◆ **Request**
Print only the line with "of the nose" and the lines after it, ending with the last line of the material, each exactly as it stands.

◆ **Stored records**
= = = = = = =

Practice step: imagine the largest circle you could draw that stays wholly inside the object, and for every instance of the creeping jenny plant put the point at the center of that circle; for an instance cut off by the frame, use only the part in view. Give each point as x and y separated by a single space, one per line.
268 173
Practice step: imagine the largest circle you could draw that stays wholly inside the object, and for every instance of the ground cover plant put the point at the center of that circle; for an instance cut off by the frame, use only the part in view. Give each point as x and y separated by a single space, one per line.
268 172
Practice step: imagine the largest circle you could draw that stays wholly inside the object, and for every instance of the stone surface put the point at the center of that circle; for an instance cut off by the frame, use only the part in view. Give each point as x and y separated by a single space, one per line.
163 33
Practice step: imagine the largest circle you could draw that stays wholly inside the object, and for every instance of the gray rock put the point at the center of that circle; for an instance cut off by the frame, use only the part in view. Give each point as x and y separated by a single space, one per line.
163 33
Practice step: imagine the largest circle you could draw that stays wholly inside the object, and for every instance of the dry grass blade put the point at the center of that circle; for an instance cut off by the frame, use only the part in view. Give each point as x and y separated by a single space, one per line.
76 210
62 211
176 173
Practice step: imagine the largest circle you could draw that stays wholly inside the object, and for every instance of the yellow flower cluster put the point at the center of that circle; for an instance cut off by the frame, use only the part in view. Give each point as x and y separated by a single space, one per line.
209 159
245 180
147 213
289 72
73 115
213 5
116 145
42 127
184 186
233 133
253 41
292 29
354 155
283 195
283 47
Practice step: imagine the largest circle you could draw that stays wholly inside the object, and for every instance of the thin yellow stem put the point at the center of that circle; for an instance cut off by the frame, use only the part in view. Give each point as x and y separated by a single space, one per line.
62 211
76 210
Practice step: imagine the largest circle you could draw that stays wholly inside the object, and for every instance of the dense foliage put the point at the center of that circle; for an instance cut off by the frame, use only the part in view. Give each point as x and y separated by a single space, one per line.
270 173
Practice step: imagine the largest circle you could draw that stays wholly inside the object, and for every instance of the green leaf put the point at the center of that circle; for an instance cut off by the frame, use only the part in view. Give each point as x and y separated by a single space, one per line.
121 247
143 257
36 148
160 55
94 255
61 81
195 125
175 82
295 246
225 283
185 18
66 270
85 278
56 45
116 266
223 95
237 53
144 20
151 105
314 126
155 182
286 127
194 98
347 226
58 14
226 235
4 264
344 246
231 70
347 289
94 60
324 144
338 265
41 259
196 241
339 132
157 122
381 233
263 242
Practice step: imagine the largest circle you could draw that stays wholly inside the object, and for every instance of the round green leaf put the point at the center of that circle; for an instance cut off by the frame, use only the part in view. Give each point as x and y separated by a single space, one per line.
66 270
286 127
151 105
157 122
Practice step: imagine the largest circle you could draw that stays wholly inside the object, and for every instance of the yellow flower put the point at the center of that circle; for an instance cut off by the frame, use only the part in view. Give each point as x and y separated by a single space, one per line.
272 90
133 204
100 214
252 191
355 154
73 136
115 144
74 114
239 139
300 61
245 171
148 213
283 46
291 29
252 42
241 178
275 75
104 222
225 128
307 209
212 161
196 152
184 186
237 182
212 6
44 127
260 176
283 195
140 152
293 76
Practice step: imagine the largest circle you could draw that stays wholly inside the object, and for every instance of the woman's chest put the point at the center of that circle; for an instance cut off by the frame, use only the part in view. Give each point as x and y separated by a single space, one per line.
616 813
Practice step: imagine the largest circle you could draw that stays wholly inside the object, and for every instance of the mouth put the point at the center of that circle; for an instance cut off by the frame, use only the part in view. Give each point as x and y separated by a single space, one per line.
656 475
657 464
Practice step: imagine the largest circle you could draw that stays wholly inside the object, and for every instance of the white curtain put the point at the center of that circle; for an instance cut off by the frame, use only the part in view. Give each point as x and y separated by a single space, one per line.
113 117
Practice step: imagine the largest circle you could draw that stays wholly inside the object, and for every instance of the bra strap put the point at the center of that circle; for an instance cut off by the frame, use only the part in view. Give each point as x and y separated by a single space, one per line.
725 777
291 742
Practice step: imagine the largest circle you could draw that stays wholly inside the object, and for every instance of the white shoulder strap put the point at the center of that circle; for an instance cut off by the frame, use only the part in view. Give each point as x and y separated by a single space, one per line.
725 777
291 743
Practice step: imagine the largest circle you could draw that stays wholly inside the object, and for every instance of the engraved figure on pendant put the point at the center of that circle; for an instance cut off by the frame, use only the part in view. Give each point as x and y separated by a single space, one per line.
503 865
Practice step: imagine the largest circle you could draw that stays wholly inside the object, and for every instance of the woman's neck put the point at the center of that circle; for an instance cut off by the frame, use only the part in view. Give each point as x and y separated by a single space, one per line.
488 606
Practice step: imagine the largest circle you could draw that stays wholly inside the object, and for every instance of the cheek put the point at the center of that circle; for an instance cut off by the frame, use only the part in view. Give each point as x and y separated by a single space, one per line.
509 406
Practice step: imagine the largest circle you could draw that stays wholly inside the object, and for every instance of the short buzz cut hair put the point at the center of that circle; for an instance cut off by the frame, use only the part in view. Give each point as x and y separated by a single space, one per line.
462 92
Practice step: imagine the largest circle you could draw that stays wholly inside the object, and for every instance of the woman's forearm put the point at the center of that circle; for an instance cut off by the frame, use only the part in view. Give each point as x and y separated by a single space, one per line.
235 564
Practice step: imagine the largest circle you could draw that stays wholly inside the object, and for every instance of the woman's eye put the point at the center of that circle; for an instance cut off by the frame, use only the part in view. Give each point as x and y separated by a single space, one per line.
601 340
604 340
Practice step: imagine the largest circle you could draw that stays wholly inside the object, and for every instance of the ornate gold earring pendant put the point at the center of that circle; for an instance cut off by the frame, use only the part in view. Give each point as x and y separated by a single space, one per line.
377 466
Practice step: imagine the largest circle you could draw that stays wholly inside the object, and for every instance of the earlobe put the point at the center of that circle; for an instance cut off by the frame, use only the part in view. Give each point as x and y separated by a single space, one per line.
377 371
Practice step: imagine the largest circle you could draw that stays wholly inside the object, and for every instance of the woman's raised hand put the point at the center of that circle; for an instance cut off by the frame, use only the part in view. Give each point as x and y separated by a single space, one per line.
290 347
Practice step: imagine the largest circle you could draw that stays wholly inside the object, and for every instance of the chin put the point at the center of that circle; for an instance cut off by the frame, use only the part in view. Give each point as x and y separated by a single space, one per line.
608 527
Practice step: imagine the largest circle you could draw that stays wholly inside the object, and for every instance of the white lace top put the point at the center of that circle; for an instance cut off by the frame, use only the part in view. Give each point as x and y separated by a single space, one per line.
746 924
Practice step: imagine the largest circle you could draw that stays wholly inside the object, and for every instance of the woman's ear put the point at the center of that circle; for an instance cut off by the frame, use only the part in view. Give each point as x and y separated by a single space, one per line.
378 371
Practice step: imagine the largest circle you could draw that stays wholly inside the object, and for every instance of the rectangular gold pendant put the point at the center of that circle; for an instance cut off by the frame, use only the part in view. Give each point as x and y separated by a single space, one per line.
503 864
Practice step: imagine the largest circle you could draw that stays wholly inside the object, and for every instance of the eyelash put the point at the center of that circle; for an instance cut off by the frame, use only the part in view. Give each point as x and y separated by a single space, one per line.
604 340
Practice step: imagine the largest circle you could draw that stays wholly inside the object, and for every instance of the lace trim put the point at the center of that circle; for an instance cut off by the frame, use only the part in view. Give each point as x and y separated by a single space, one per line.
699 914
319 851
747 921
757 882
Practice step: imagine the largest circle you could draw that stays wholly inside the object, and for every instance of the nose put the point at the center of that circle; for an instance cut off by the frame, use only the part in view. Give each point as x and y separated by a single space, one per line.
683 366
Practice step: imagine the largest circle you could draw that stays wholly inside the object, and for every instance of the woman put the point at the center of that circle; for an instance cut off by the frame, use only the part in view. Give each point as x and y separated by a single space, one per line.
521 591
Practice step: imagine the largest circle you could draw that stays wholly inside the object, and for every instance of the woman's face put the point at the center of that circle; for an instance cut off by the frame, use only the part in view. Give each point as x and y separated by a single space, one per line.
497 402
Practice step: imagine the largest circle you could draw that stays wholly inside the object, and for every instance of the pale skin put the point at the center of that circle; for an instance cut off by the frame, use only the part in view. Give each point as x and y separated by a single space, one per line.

= = = = = = =

◆ **Written solution**
Practice step: imagine the largest circle you could draw that stays wholly inside the object, and for every instance of the nose put the point at the center of that circle; for an instance cut off by the frame, use only the part in view. Give each point as x and y separated by a single space, one per line.
683 366
Practice step: imagine the largest circle you could draw that stays wholly inside the object, and for every instance of the woman put the point at the center of that circle; for an instance cut off by the frame, use only the part in view. Give each point as x and y separated by a single space, one per line.
521 591
Practice step: imagine the largest circle you could draw that stays wholly inside the object, and for every instance of the woman's face put the point at the center of that circle; for an instance cut off by the frame, use only the part in view. Give each point as x and y separated by a single space, one per line.
497 402
Practice step: imagine the largest circle you could draw that stays wholly inside the object, and for every instance of the pale skin put the point at the center of that circle; for an instance cut off by the frame, use only the part in view. Give each point as x and y separated by a single space, one per line.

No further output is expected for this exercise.